Estratto della pagina >>
┌──
Di Umberto Costantini
La quantità di dati e di informazioni prodotta dall’umanità digitale ha raggiunto misure ipersensibili. La società delle reti creerà 163 zettabyte di dati all’anno entro il 2025: una alluvione digitale. L’era dello zettabyte (pari a 1,1 trilioni di gigabyte) è iniziata nel 2016 e indica lo tsunami di dati che sta sommergendo il nostro mondo, un fenomeno che necessita continuamente di nuovi ordini di misura, come il brontobyte, pari a 10 alla 27° potenza di byte. Circa 1.024 brontobytes costituiscono un geopteo.
Ciò ha determinato un serbatoio immenso di contenuti e notizie, dove però appare sempre più complicato verificare la veridicità e l’autorevolezza, sovvertendo de facto ogni regola del sistema informativo tradizionale. Per indicare tutto ciò, Luciano Floridi, uno dei maggiori esperti della filosofia dell’informazione, sulla falsariga di “biosfera”, ha coniato il termine “infosfera”.
└──
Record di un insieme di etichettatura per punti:
┌──
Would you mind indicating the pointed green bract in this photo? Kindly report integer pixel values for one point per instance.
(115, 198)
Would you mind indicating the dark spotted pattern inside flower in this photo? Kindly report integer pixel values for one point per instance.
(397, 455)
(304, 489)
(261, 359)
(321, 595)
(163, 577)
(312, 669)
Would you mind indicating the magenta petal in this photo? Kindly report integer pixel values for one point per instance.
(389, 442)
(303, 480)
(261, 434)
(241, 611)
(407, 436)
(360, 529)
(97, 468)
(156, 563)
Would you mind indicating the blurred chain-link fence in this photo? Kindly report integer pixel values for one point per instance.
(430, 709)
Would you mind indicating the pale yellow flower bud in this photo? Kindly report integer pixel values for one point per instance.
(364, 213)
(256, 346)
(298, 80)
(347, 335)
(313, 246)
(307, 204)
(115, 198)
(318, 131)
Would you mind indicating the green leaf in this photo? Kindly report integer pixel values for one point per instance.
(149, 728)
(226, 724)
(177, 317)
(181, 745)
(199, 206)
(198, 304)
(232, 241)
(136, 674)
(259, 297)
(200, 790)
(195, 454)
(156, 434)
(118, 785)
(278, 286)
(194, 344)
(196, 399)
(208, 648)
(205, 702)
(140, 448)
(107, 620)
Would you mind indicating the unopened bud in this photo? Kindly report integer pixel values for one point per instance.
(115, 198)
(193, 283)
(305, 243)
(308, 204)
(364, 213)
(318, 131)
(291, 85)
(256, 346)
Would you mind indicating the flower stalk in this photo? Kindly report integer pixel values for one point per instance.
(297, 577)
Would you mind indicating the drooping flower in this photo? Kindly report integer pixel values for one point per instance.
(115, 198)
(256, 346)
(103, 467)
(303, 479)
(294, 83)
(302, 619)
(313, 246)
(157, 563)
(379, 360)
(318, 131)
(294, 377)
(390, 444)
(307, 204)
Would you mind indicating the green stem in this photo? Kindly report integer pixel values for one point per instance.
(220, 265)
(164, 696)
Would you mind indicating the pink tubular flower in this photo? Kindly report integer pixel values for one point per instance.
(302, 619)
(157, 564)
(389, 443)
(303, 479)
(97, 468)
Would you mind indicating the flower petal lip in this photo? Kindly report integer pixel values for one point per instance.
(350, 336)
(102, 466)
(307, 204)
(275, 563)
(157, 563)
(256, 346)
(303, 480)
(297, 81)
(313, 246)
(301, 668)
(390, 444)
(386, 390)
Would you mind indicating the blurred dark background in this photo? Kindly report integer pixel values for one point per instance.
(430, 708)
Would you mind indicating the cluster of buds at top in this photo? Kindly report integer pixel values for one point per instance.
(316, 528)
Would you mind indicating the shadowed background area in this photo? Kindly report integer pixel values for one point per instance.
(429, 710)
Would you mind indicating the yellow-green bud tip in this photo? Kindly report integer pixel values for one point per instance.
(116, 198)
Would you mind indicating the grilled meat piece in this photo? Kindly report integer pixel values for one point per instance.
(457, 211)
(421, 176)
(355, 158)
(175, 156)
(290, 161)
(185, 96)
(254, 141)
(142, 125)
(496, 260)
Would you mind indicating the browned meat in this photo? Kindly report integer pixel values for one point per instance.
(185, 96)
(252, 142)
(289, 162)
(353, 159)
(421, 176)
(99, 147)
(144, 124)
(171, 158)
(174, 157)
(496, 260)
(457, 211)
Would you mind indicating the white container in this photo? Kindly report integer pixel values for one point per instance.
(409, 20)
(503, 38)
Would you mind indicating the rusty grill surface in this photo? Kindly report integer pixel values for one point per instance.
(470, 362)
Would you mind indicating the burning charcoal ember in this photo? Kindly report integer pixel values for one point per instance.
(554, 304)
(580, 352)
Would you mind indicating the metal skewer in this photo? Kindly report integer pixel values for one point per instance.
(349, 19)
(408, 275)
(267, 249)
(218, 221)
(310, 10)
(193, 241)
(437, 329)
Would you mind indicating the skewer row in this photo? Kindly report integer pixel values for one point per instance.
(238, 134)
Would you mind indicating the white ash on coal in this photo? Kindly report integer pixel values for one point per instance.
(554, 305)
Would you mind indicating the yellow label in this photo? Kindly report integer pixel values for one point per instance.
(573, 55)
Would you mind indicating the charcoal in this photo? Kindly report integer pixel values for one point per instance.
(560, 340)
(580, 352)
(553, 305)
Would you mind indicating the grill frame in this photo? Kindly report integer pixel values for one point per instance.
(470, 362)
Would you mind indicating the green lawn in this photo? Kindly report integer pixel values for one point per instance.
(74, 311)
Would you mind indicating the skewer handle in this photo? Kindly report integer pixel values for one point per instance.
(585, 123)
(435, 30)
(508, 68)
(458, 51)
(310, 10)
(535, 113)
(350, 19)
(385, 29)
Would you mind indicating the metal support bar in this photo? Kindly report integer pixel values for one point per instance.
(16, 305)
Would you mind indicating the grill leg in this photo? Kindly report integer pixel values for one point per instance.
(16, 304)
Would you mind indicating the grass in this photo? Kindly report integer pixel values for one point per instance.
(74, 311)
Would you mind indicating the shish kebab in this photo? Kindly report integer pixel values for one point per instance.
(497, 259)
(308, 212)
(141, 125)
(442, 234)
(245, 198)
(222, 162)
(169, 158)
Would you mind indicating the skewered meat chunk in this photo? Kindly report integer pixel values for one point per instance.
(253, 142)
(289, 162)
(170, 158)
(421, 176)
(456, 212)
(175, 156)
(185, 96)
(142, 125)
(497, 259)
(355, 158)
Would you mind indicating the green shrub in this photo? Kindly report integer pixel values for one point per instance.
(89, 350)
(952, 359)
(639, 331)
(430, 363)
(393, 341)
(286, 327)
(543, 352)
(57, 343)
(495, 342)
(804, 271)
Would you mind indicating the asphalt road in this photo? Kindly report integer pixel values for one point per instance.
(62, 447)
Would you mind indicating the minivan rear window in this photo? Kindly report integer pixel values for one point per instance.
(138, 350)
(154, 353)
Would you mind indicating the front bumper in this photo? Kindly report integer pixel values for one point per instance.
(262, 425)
└──
Consegna >> Trascrivi per intero il testo sull'infosfera, senza cambiare nulla.

Svolgimento >>
Di Umberto Costantini
La quantità di dati e di informazioni prodotta dall’umanità digitale ha raggiunto misure ipersensibili. La società delle reti creerà 163 zettabyte di dati all’anno entro il 2025: una alluvione digitale. L’era dello zettabyte (pari a 1,1 trilioni di gigabyte) è iniziata nel 2016 e indica lo tsunami di dati che sta sommergendo il nostro mondo, un fenomeno che necessita continuamente di nuovi ordini di misura, come il brontobyte, pari a 10 alla 27° potenza di byte. Circa 1.024 brontobytes costituiscono un geopteo.
Ciò ha determinato un serbatoio immenso di contenuti e notizie, dove però appare sempre più complicato verificare la veridicità e l’autorevolezza, sovvertendo de facto ogni regola del sistema informativo tradizionale. Per indicare tutto ciò, Luciano Floridi, uno dei maggiori esperti della filosofia dell’informazione, sulla falsariga di “biosfera”, ha coniato il termine “infosfera”.